━━ Data provided ━━

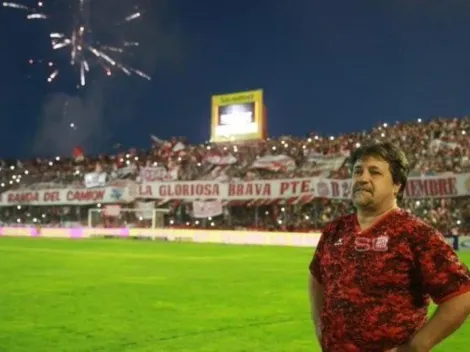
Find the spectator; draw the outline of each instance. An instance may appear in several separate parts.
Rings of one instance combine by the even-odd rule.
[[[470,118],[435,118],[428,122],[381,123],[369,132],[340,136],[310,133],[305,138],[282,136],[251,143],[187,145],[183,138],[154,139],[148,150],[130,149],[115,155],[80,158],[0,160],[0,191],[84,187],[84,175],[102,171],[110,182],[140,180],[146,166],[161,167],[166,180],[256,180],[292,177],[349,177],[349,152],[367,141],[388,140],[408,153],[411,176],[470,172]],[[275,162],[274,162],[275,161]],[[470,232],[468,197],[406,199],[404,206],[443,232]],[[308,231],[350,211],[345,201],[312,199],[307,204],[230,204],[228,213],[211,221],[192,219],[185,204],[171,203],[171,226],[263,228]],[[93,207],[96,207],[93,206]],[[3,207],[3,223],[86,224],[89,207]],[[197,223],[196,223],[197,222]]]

━━━
━━ Data provided ━━

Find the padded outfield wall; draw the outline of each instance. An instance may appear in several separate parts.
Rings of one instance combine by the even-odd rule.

━━━

What is being asked: Search the data for "draw". Copy every line that has it.

Finished exercise:
Find the spectator; draw the outline of each instance. An instance may appear in several separate parts.
Find the padded outfield wall; draw the outline of each instance. An instance may appear in several separate parts.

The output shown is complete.